== Action item ==
Only lines holding "camouflage" are wanted; copy each of them from the records below.

== Point-per-instance localization data ==
+---+

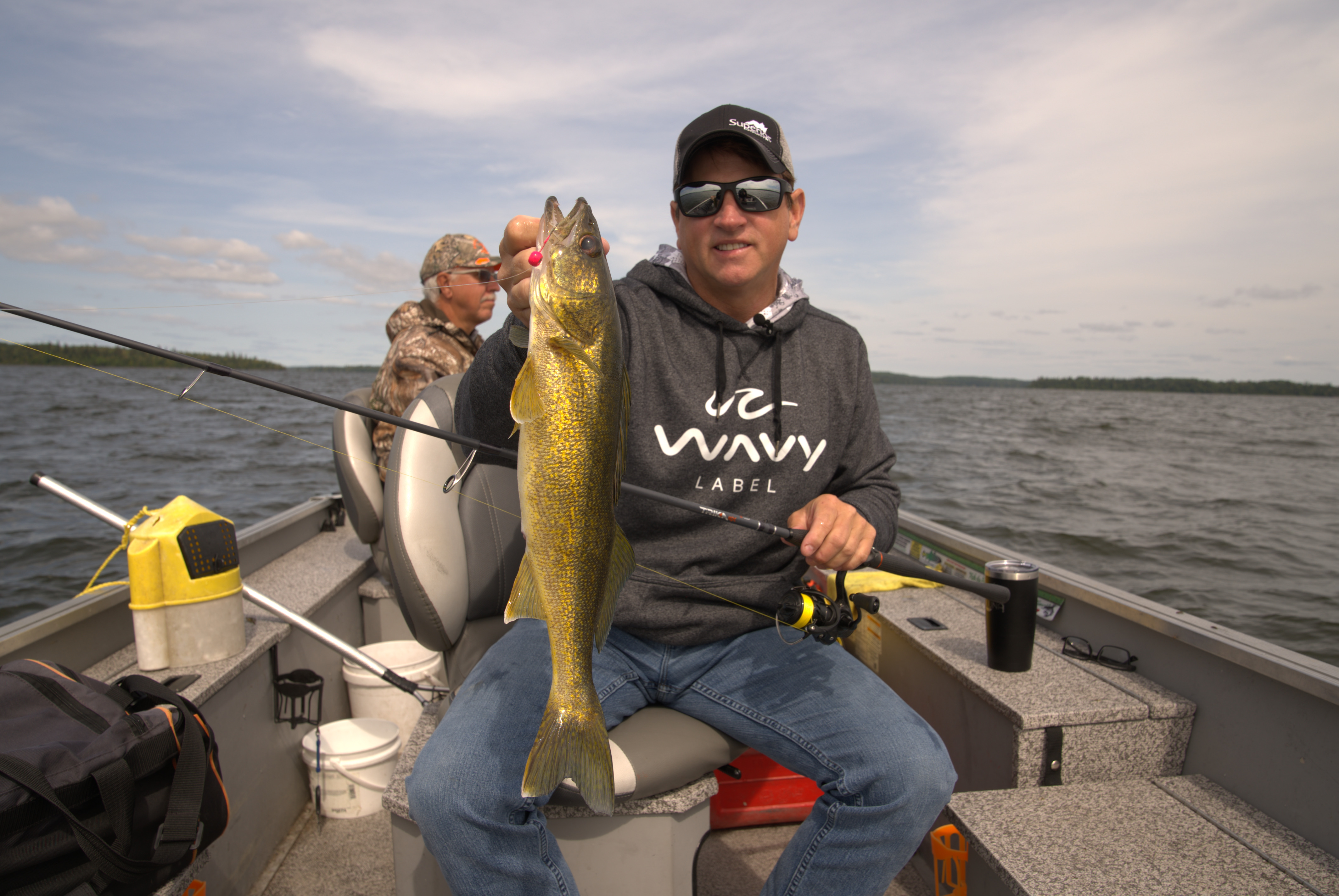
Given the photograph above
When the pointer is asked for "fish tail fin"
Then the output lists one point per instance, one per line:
(620, 567)
(572, 744)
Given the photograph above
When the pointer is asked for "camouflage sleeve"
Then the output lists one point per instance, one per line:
(418, 357)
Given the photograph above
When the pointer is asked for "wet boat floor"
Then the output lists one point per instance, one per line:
(353, 858)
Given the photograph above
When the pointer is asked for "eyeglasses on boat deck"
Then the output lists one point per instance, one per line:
(703, 199)
(1109, 655)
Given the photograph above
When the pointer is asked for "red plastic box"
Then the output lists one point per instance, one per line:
(766, 795)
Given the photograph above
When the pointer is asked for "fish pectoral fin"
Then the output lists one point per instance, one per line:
(569, 345)
(572, 744)
(524, 602)
(622, 459)
(525, 395)
(620, 567)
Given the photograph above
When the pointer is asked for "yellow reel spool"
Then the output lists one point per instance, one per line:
(182, 554)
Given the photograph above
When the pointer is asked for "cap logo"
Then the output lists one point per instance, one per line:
(753, 128)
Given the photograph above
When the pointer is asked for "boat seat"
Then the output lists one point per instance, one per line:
(359, 480)
(1164, 835)
(453, 558)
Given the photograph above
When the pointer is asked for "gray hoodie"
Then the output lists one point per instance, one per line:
(740, 453)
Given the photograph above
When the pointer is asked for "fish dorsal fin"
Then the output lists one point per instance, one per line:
(527, 404)
(620, 567)
(566, 342)
(524, 602)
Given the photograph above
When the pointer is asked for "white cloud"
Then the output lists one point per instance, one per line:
(1244, 296)
(200, 247)
(1108, 327)
(157, 267)
(41, 232)
(384, 272)
(298, 240)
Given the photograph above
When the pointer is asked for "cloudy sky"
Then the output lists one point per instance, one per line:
(1009, 189)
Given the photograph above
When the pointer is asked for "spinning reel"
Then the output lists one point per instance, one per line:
(825, 618)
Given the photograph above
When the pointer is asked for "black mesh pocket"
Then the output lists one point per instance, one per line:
(208, 548)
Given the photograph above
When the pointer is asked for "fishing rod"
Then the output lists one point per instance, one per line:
(334, 642)
(877, 559)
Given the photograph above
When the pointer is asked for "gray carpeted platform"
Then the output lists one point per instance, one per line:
(737, 863)
(337, 856)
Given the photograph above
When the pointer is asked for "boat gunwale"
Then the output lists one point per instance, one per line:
(256, 547)
(1286, 666)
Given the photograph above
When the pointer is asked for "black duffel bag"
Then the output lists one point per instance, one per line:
(104, 788)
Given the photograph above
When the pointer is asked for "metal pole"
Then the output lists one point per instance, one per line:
(335, 643)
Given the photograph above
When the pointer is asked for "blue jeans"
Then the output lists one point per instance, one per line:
(816, 710)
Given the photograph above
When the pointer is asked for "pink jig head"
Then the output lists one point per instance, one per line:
(537, 256)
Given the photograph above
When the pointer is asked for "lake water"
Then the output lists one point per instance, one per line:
(1226, 507)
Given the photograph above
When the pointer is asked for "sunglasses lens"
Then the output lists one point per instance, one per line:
(759, 196)
(699, 200)
(1077, 647)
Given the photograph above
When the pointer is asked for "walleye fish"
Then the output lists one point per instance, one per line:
(571, 404)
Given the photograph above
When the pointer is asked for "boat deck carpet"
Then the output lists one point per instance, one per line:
(333, 856)
(737, 862)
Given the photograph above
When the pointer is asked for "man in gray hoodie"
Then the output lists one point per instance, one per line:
(746, 398)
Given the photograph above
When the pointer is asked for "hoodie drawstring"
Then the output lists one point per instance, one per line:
(768, 327)
(721, 369)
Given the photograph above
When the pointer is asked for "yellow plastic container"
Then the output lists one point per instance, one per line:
(185, 587)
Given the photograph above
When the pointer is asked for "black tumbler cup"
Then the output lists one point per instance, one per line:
(1011, 627)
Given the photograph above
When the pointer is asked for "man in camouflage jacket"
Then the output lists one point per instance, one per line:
(436, 337)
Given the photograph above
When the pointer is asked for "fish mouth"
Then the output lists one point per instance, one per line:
(571, 230)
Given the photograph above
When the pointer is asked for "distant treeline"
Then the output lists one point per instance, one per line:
(1185, 385)
(1137, 385)
(108, 357)
(903, 379)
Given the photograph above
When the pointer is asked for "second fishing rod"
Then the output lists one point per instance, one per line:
(879, 560)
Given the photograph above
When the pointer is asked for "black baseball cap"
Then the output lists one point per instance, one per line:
(761, 131)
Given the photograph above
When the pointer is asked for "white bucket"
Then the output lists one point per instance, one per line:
(372, 697)
(357, 761)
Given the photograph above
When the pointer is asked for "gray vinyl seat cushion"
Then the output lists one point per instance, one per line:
(454, 558)
(355, 468)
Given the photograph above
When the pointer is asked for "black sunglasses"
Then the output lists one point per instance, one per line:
(703, 199)
(1109, 655)
(485, 275)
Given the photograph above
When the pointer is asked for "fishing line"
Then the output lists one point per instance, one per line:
(213, 409)
(343, 455)
(270, 302)
(876, 559)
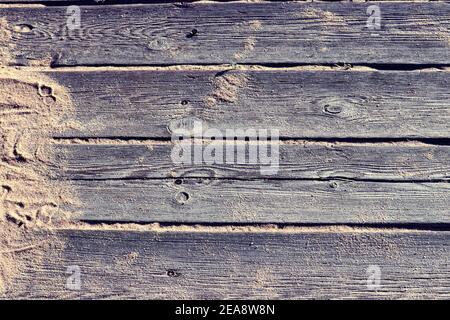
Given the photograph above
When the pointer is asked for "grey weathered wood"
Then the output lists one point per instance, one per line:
(262, 201)
(413, 265)
(299, 159)
(414, 33)
(146, 103)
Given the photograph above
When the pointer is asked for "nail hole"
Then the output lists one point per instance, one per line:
(182, 197)
(334, 185)
(192, 33)
(173, 273)
(23, 28)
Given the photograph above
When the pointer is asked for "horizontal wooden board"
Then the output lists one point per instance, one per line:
(299, 160)
(261, 201)
(204, 265)
(211, 33)
(298, 103)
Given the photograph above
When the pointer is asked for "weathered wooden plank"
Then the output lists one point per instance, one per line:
(297, 159)
(211, 33)
(260, 201)
(236, 265)
(298, 103)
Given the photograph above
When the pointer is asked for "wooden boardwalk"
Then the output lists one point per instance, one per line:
(362, 182)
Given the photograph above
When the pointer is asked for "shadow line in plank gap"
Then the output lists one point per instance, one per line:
(256, 227)
(269, 66)
(352, 140)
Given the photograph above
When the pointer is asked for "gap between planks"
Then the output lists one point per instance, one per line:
(254, 228)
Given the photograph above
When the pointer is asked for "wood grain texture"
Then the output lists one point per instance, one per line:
(202, 265)
(211, 33)
(262, 201)
(314, 104)
(297, 160)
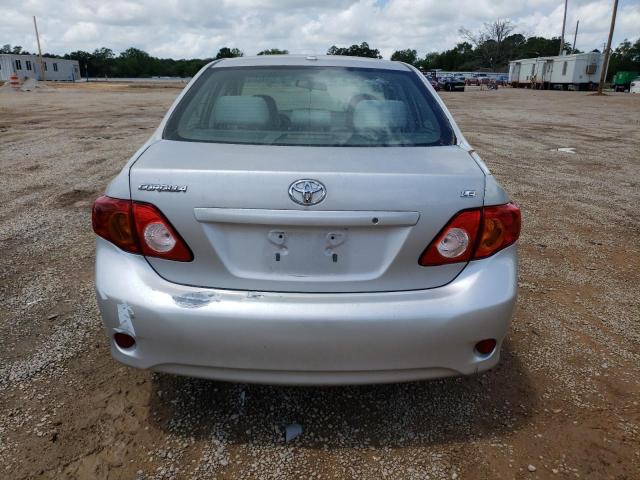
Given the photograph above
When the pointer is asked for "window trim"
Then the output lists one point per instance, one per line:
(443, 120)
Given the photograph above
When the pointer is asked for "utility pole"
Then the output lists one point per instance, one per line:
(607, 51)
(564, 22)
(35, 25)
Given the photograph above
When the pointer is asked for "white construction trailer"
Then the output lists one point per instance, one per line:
(580, 71)
(28, 66)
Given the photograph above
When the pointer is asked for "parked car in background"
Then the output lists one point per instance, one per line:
(502, 80)
(451, 83)
(477, 79)
(307, 220)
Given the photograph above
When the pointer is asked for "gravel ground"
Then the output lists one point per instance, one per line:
(563, 403)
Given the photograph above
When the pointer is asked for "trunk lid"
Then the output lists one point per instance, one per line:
(382, 208)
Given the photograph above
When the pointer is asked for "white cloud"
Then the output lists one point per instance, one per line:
(191, 28)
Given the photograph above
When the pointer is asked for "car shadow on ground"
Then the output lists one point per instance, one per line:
(394, 415)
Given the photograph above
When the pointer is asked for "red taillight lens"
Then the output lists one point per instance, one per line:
(157, 237)
(455, 242)
(138, 228)
(474, 234)
(112, 219)
(500, 228)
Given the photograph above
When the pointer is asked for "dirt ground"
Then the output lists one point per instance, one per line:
(563, 403)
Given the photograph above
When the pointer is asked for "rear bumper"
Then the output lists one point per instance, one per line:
(296, 338)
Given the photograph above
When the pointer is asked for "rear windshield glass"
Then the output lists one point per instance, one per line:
(319, 106)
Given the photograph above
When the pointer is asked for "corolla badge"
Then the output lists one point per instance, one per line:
(307, 192)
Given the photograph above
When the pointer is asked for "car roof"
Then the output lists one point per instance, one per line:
(310, 61)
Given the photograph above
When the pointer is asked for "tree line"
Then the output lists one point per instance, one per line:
(488, 49)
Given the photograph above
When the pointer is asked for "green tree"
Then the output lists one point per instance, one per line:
(408, 55)
(362, 50)
(226, 52)
(274, 51)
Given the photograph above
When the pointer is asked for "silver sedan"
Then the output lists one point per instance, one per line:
(307, 220)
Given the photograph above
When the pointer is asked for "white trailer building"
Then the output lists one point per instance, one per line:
(28, 66)
(581, 70)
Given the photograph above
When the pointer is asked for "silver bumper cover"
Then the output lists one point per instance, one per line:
(301, 338)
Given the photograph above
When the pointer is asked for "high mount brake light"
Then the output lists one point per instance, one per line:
(138, 227)
(474, 234)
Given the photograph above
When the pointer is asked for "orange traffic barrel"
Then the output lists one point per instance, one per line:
(14, 81)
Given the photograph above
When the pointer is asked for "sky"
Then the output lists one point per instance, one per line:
(197, 29)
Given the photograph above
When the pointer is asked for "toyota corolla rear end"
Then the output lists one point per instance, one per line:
(307, 220)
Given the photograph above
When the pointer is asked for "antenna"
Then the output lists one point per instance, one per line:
(564, 22)
(35, 25)
(605, 66)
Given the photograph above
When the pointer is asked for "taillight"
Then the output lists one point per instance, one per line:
(474, 234)
(455, 242)
(138, 228)
(500, 228)
(112, 219)
(157, 236)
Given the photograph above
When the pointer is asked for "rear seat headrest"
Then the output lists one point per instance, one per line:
(380, 114)
(240, 111)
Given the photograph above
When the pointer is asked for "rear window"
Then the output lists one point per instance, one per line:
(316, 106)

+---+

== Output for this exercise ==
When the pointer is asked for "camouflage sleeve"
When the pointer is asked for "man in camouflage jacket"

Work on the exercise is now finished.